(What you will do): Everything in the records below goes into the copy exactly, except the pictures.

(The input):
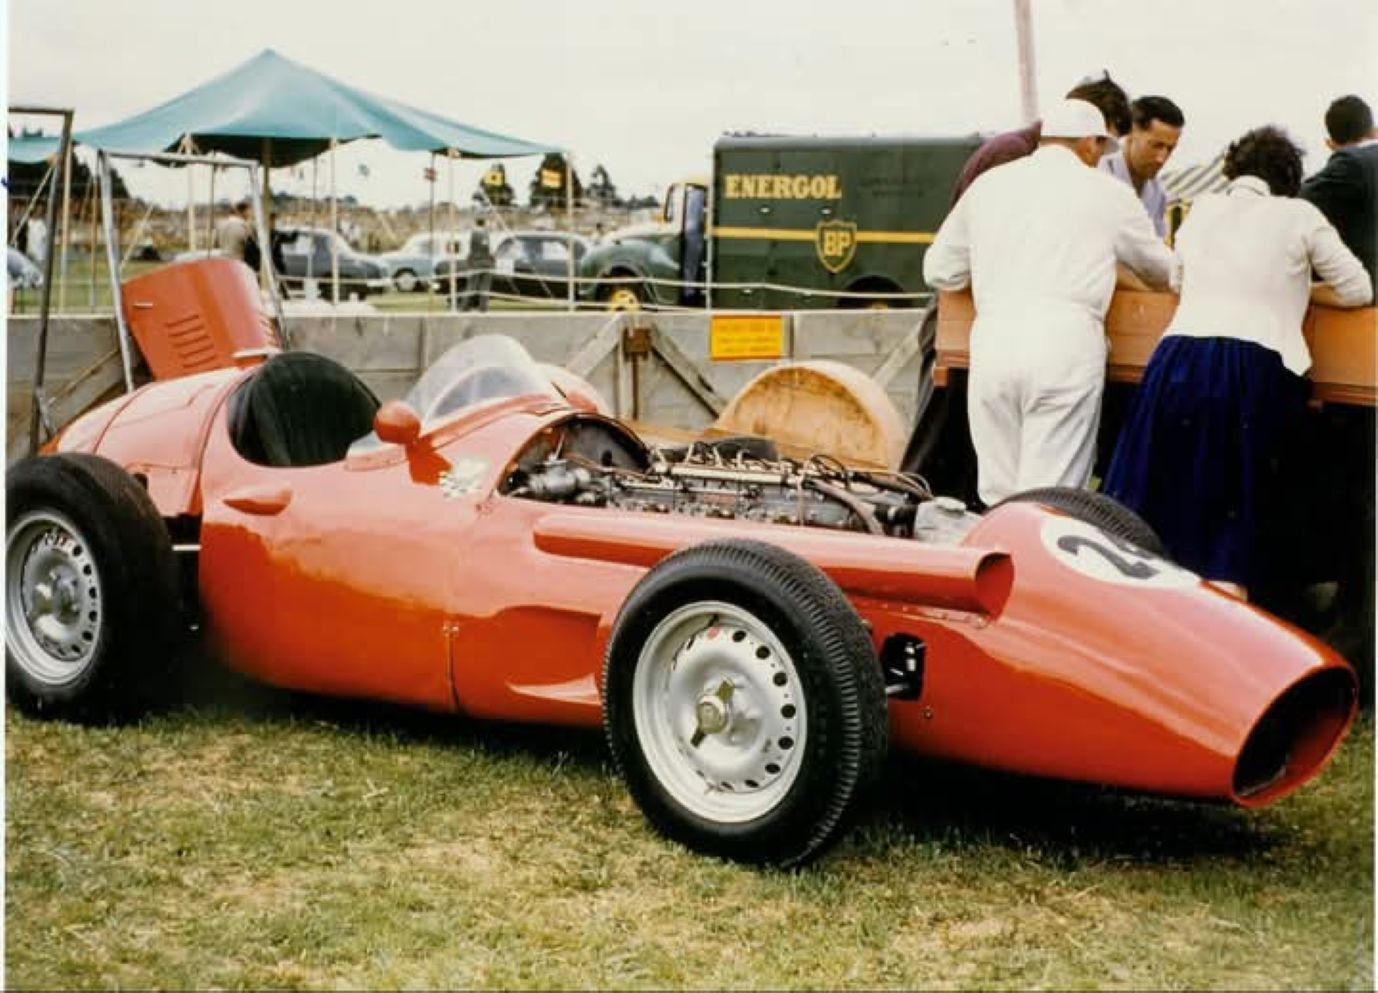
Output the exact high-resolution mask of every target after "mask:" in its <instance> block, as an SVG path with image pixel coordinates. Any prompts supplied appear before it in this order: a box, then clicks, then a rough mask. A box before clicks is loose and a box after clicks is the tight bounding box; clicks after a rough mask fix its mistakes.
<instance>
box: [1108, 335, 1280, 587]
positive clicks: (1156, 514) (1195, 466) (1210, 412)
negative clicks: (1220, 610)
mask: <svg viewBox="0 0 1378 993" xmlns="http://www.w3.org/2000/svg"><path fill="white" fill-rule="evenodd" d="M1305 404H1306V381H1305V380H1304V379H1302V377H1301V376H1297V375H1295V373H1293V372H1288V370H1287V368H1286V366H1284V365H1283V362H1282V357H1280V355H1279V354H1277V353H1276V351H1272V350H1271V348H1265V347H1262V346H1261V344H1255V343H1253V342H1242V340H1239V339H1233V337H1186V336H1182V335H1169V336H1167V337H1163V339H1162V340H1160V342H1159V343H1158V347H1156V348H1155V350H1153V355H1152V358H1149V361H1148V368H1145V369H1144V380H1142V383H1141V384H1140V387H1138V391H1137V393H1135V395H1134V402H1133V405H1131V406H1130V412H1129V417H1127V420H1126V421H1124V427H1123V430H1122V431H1120V437H1119V442H1118V443H1116V446H1115V454H1113V456H1112V459H1111V466H1109V471H1108V472H1107V474H1105V482H1104V485H1102V486H1101V489H1102V490H1104V492H1105V493H1108V494H1109V496H1112V497H1115V499H1116V500H1119V501H1120V503H1123V504H1126V505H1127V507H1130V508H1133V510H1134V511H1137V512H1138V514H1140V515H1141V516H1142V518H1144V519H1145V521H1148V522H1149V523H1151V525H1152V526H1153V529H1155V530H1156V532H1158V534H1159V537H1162V539H1163V545H1164V547H1166V548H1167V552H1169V554H1170V555H1171V556H1173V558H1174V559H1175V561H1177V562H1180V563H1181V565H1184V566H1185V567H1188V569H1191V570H1192V572H1196V573H1199V574H1202V576H1204V577H1206V578H1211V580H1228V581H1231V583H1240V584H1243V585H1246V587H1248V585H1255V584H1257V583H1258V581H1259V580H1261V578H1264V577H1265V574H1266V570H1268V565H1269V563H1268V555H1266V545H1265V541H1266V534H1265V533H1264V530H1265V526H1266V521H1268V519H1271V516H1272V512H1271V507H1269V503H1268V501H1269V499H1271V496H1272V494H1276V493H1277V492H1279V489H1277V488H1276V483H1277V468H1279V461H1280V459H1282V457H1283V453H1284V449H1286V446H1287V443H1288V439H1290V437H1291V432H1293V431H1294V428H1295V427H1297V424H1298V423H1299V421H1301V416H1302V413H1304V409H1305Z"/></svg>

(Exercise response):
Output the exact high-resolution mask of every target after "mask:" in its <instance> block, as an SVG path with image pixel coordinates. Any prompts supplied appear before it in this order: a box, then clicks, then a rough mask. A box before clicks is loose and a box after clicks is the tight bounding box; clicks after a rough mask fix its mistakes.
<instance>
box: [1108, 335, 1280, 587]
positive clicks: (1156, 514) (1195, 466) (1210, 412)
negative clicks: (1220, 610)
mask: <svg viewBox="0 0 1378 993" xmlns="http://www.w3.org/2000/svg"><path fill="white" fill-rule="evenodd" d="M1305 404H1306V381H1305V380H1304V379H1302V377H1301V376H1297V375H1295V373H1293V372H1288V370H1287V368H1286V366H1284V365H1283V362H1282V357H1280V355H1279V354H1277V353H1276V351H1272V350H1271V348H1265V347H1262V346H1261V344H1255V343H1253V342H1242V340H1239V339H1233V337H1186V336H1182V335H1169V336H1167V337H1163V339H1162V340H1160V342H1159V343H1158V347H1156V348H1155V350H1153V355H1152V358H1149V361H1148V368H1145V369H1144V380H1142V383H1141V384H1140V387H1138V391H1137V393H1135V395H1134V402H1133V405H1131V406H1130V412H1129V417H1127V420H1126V421H1124V427H1123V430H1122V431H1120V437H1119V442H1118V443H1116V446H1115V454H1113V456H1112V459H1111V466H1109V471H1108V472H1107V474H1105V482H1104V485H1102V486H1101V489H1102V490H1104V492H1105V493H1108V494H1109V496H1112V497H1115V499H1116V500H1119V501H1120V503H1123V504H1126V505H1127V507H1130V508H1133V510H1134V511H1137V512H1138V514H1140V515H1141V516H1142V518H1144V519H1145V521H1148V522H1149V523H1151V525H1152V526H1153V529H1155V530H1156V532H1158V534H1159V537H1162V539H1163V545H1164V547H1166V548H1167V552H1169V554H1170V555H1171V556H1173V558H1174V559H1175V561H1177V562H1180V563H1181V565H1184V566H1185V567H1188V569H1191V570H1192V572H1196V573H1199V574H1202V576H1204V577H1206V578H1211V580H1228V581H1231V583H1240V584H1243V585H1246V587H1248V585H1255V584H1257V583H1258V581H1259V580H1261V578H1264V577H1265V574H1266V570H1268V565H1269V563H1268V555H1266V545H1265V541H1266V534H1265V533H1264V530H1265V526H1266V521H1268V519H1271V516H1272V512H1271V507H1269V503H1268V501H1269V499H1271V496H1272V494H1276V493H1277V492H1279V489H1277V488H1276V483H1277V468H1279V461H1280V459H1282V457H1283V453H1284V449H1286V446H1287V443H1288V439H1290V437H1291V432H1293V431H1294V428H1295V427H1297V424H1298V423H1299V421H1301V416H1302V413H1304V409H1305Z"/></svg>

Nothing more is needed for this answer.